Directions for this task —
Copy out the lines that follow word for word, beginning with the line containing "# trace the outline of every instance of the grass" and stopping after the line containing "605 221 L 626".
[begin Record excerpts]
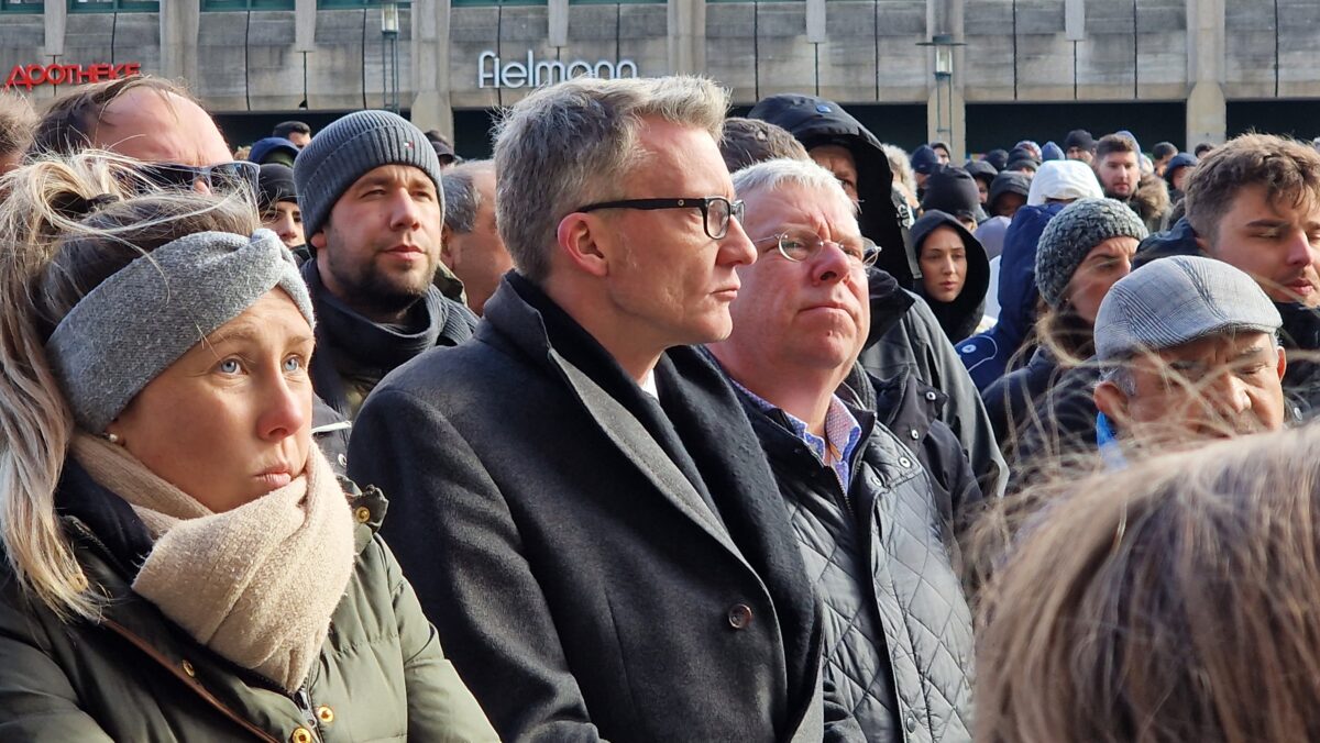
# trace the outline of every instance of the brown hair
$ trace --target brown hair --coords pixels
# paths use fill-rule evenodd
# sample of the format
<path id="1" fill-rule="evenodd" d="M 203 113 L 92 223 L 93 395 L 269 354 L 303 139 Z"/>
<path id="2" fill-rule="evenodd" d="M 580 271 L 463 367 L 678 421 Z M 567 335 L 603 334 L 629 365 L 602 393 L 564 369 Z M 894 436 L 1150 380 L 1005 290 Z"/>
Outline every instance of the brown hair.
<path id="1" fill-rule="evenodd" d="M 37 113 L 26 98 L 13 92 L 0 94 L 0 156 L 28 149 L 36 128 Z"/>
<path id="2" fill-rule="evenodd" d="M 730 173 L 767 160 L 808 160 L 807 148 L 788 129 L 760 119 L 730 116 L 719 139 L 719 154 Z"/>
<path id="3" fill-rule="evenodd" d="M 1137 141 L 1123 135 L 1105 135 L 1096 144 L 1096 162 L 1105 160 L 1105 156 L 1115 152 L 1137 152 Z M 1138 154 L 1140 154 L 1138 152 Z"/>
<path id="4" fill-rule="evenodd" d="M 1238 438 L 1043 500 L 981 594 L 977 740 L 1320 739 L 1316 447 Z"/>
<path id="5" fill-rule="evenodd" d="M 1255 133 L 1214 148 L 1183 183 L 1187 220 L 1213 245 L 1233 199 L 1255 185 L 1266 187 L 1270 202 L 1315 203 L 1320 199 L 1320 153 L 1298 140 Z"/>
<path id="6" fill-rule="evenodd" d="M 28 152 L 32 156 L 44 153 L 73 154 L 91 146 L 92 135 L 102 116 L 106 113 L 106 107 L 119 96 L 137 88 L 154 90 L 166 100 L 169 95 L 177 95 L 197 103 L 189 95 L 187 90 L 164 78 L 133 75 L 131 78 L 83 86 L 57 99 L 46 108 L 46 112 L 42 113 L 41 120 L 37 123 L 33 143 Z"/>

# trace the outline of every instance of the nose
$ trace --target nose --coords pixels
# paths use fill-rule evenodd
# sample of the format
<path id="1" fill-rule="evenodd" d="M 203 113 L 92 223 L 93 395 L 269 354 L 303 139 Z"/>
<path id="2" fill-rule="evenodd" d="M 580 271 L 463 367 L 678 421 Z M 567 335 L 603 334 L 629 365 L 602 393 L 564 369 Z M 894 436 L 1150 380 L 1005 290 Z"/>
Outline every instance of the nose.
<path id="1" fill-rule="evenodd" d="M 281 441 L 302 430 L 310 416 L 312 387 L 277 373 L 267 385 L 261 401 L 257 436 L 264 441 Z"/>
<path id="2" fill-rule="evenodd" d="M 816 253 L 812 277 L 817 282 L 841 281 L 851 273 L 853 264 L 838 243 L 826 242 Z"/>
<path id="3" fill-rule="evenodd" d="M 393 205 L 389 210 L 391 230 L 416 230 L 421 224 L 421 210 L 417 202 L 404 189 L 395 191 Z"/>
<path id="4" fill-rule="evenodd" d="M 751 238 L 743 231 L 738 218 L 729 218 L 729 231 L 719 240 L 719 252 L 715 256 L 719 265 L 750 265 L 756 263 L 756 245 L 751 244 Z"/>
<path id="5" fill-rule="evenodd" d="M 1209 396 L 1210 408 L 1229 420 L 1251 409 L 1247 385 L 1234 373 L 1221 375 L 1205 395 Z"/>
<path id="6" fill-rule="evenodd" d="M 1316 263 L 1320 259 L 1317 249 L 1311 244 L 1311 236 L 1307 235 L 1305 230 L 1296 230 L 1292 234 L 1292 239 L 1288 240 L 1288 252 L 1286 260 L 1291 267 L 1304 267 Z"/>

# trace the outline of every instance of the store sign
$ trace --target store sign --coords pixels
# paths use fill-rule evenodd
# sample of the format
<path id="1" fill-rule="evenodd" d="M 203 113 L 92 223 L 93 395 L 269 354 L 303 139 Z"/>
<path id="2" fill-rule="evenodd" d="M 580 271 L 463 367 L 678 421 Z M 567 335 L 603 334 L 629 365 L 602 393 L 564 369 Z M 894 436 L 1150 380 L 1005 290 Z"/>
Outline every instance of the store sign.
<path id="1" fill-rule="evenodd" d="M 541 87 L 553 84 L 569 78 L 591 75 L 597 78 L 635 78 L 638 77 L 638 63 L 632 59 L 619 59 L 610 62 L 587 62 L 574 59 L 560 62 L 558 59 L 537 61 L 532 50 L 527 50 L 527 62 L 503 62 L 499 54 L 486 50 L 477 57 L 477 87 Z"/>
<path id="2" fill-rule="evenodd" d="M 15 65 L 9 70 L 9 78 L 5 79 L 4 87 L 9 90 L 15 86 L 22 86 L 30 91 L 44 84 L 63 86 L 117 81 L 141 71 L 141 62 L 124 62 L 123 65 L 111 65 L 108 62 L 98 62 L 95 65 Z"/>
[end Record excerpts]
[begin Record excerpts]
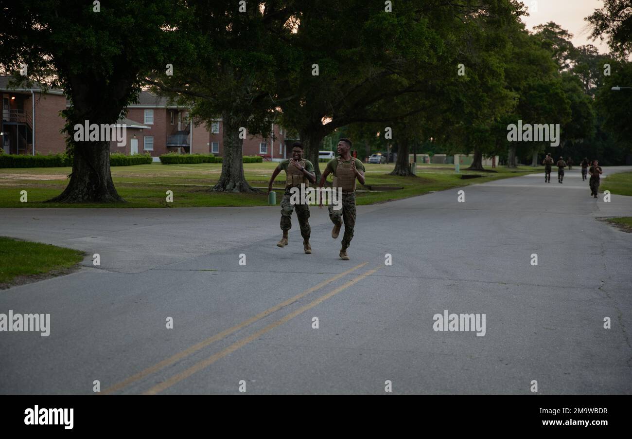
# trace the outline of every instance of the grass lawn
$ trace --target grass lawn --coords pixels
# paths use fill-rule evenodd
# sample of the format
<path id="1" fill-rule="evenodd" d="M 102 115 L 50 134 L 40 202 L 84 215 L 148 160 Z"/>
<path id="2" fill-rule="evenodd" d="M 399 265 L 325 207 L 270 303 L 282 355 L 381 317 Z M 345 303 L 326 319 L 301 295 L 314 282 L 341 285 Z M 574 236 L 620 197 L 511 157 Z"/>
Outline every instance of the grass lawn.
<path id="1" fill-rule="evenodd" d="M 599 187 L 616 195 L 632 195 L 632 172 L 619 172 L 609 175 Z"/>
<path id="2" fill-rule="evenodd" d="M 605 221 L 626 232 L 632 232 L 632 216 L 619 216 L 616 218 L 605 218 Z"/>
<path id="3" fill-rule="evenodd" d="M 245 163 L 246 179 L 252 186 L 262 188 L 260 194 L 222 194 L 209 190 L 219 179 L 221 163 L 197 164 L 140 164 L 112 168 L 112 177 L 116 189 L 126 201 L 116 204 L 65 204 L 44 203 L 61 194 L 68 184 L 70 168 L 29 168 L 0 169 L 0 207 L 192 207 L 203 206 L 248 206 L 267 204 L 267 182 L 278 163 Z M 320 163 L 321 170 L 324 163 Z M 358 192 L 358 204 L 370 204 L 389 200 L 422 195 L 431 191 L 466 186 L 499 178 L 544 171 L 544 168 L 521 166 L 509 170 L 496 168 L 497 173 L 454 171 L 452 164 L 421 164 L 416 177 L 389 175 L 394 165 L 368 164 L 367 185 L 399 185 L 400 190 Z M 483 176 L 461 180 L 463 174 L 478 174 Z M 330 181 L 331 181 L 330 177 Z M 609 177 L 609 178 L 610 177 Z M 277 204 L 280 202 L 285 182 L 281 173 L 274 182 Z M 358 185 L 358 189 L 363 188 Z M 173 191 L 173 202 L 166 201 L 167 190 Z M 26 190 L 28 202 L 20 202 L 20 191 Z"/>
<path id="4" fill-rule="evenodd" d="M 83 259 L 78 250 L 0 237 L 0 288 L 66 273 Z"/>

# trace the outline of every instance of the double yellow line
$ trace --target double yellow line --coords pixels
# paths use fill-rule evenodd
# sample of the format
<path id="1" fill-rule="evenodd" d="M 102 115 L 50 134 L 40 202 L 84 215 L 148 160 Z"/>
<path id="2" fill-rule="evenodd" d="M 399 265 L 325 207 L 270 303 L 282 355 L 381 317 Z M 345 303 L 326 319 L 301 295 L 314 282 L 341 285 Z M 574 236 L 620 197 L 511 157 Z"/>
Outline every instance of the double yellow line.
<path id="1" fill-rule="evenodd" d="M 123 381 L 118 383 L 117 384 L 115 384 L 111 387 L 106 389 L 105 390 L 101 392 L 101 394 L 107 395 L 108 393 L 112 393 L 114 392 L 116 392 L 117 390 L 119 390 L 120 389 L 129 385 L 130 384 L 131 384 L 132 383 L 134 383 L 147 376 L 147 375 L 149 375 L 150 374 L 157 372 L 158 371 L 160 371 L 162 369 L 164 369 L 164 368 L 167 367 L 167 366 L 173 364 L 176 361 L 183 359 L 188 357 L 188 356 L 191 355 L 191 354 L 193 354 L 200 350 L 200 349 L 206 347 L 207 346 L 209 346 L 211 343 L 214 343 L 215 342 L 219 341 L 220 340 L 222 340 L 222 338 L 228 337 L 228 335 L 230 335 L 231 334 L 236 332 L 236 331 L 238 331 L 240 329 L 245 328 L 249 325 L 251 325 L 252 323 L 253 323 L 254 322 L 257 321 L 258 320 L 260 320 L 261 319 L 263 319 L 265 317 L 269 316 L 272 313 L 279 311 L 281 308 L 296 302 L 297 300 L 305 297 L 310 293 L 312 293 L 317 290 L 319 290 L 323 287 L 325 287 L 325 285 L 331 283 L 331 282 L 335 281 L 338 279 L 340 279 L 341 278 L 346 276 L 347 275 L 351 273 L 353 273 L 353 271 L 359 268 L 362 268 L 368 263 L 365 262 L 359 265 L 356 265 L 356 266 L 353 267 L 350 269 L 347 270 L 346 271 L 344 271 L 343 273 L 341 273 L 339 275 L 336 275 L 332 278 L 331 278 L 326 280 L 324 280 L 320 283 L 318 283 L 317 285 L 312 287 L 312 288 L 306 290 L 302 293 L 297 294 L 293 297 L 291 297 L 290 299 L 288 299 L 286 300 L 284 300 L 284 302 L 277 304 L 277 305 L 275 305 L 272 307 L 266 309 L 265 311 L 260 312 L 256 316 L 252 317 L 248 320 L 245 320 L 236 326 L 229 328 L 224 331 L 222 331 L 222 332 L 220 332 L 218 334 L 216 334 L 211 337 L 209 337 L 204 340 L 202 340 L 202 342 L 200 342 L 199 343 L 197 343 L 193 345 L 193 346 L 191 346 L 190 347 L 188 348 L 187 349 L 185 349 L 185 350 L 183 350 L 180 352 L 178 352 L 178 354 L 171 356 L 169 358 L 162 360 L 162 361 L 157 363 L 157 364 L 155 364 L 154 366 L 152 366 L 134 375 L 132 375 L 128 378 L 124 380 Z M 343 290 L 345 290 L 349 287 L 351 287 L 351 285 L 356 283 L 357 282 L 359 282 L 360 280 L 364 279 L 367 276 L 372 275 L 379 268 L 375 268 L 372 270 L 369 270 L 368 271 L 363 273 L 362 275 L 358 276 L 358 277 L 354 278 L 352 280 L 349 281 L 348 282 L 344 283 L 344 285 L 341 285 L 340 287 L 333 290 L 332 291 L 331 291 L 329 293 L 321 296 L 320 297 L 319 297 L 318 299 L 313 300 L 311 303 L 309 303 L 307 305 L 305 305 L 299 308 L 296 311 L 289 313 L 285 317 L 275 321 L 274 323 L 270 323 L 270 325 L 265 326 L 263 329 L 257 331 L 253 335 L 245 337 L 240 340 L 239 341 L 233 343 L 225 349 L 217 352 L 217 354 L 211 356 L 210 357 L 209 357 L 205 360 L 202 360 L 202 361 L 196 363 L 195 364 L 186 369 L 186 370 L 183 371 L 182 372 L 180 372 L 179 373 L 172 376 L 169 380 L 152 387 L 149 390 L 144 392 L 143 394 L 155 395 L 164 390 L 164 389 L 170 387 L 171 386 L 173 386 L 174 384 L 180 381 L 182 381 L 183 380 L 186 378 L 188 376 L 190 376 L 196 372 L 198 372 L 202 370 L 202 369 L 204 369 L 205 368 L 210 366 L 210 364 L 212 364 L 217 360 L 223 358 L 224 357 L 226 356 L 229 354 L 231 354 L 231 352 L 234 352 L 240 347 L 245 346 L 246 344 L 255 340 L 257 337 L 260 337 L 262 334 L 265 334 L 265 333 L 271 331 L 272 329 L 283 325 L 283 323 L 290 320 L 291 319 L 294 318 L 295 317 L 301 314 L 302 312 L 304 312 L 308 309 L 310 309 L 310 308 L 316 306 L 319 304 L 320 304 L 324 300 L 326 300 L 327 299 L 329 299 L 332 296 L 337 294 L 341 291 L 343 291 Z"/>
[end Record excerpts]
Response for this exercise —
# trace the outline of every instance of the grass lawn
$ trace --target grass lawn --coords pixels
# paths use fill-rule evenodd
# sample of the format
<path id="1" fill-rule="evenodd" d="M 102 115 L 50 134 L 40 202 L 84 215 L 148 160 Z"/>
<path id="2" fill-rule="evenodd" d="M 399 265 L 325 207 L 270 303 L 282 355 L 381 317 Z M 345 303 L 326 319 L 301 295 L 314 282 L 341 285 Z M 574 236 L 620 197 L 511 157 Z"/>
Outline every instance of the grass lawn.
<path id="1" fill-rule="evenodd" d="M 599 187 L 616 195 L 632 195 L 632 172 L 619 172 L 609 175 Z"/>
<path id="2" fill-rule="evenodd" d="M 605 221 L 626 232 L 632 232 L 632 216 L 619 216 L 616 218 L 605 218 Z"/>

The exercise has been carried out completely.